(Aufgaben):
1) Geben Sie aus dem Text über das Atomkraftwerk Biblis den Abschnitt von „Atomkraftwerk Biblis“ bis einschließlich „und Dampferzeuger gefertigt.“ wortgetreu wieder.
2) Suchen Sie aus der Auflistung jede Zeile heraus, welche die Zeichenfolge „water“ enthält, und übernehmen Sie diese Zeilen. Achten Sie dabei auf Groß- und Kleinschreibung.

(Textauszug):
***
Atomkraftwerk Biblis
Im hessischen Biblis befinden sich zwei seit seit 2011 abgeschaltete Reaktoren (Biblis-A und -B). In den 70er Jahren gab es Planungen, dort zwei weitere Blöcke zu bauen. Für die Lagerung von Atommüll in Castorbehältern befindet sich neben den Meilern ein Standortzwischenlager.
Das Kraftwerk befindet sich in der südhessischen Gemeinde Biblis nahe der Einmündung der Weschnitz in den Rhein, etwa 25km südwestlich von Darmstadt. Am Standort wurden insgesamt zwei Druckwasserreaktoren gebaut. In den 70er Jahren waren zwei weitere Blöcke, Block C und D, geplant. Während Biblis D schnell verworfen wurde, endeten die Planungen für Biblis C erst 1995. Für Block C waren bereits die ersten Großkomponenten wie Reaktordruckbehälter und Dampferzeuger gefertigt.
Biblis wird von der Atomindustrie gerne als eine Art „Musteranlage“ dargestellt. Tatsache ist, daß an diesem Standort ein großer Sprung in der Leistungsgröße von Atomkraftwerken stattfand. Gegenüber den beiden noch älteren Druckwasserreaktoren Obrigheim (Nettoleistung 340 MWe) und Stade (640 MWe) erreichten die Blöcke in Biblis praktisch bereits die für neuere Anlagen typische Leistung um 1.300 MWe.
***
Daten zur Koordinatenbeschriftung
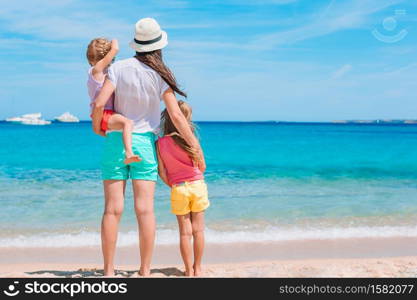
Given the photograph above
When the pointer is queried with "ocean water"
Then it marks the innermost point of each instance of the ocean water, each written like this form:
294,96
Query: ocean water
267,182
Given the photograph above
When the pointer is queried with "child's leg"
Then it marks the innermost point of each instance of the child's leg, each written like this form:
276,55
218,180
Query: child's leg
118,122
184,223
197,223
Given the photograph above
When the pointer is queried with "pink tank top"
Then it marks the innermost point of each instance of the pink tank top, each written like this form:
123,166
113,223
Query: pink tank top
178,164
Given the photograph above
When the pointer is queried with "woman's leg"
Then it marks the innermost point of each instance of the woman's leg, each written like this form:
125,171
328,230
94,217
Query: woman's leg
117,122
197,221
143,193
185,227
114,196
***
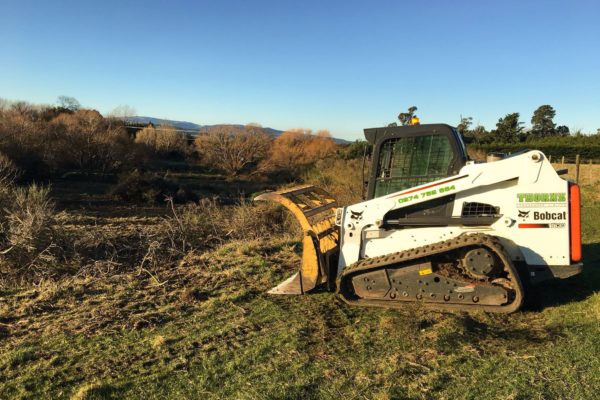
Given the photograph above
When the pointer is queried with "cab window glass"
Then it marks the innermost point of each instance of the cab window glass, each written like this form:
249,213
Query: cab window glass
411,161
***
(Ergebnisse):
1)
Atomkraftwerk Biblis
Im hessischen Biblis befinden sich zwei seit seit 2011 abgeschaltete Reaktoren (Biblis-A und -B). In den 70er Jahren gab es Planungen, dort zwei weitere Blöcke zu bauen. Für die Lagerung von Atommüll in Castorbehältern befindet sich neben den Meilern ein Standortzwischenlager.
Das Kraftwerk befindet sich in der südhessischen Gemeinde Biblis nahe der Einmündung der Weschnitz in den Rhein, etwa 25km südwestlich von Darmstadt. Am Standort wurden insgesamt zwei Druckwasserreaktoren gebaut. In den 70er Jahren waren zwei weitere Blöcke, Block C und D, geplant. Während Biblis D schnell verworfen wurde, endeten die Planungen für Biblis C erst 1995. Für Block C waren bereits die ersten Großkomponenten wie Reaktordruckbehälter und Dampferzeuger gefertigt.

2)
When the pointer is queried with "ocean water"
Then it marks the innermost point of each instance of the ocean water, each written like this form:
Query: ocean water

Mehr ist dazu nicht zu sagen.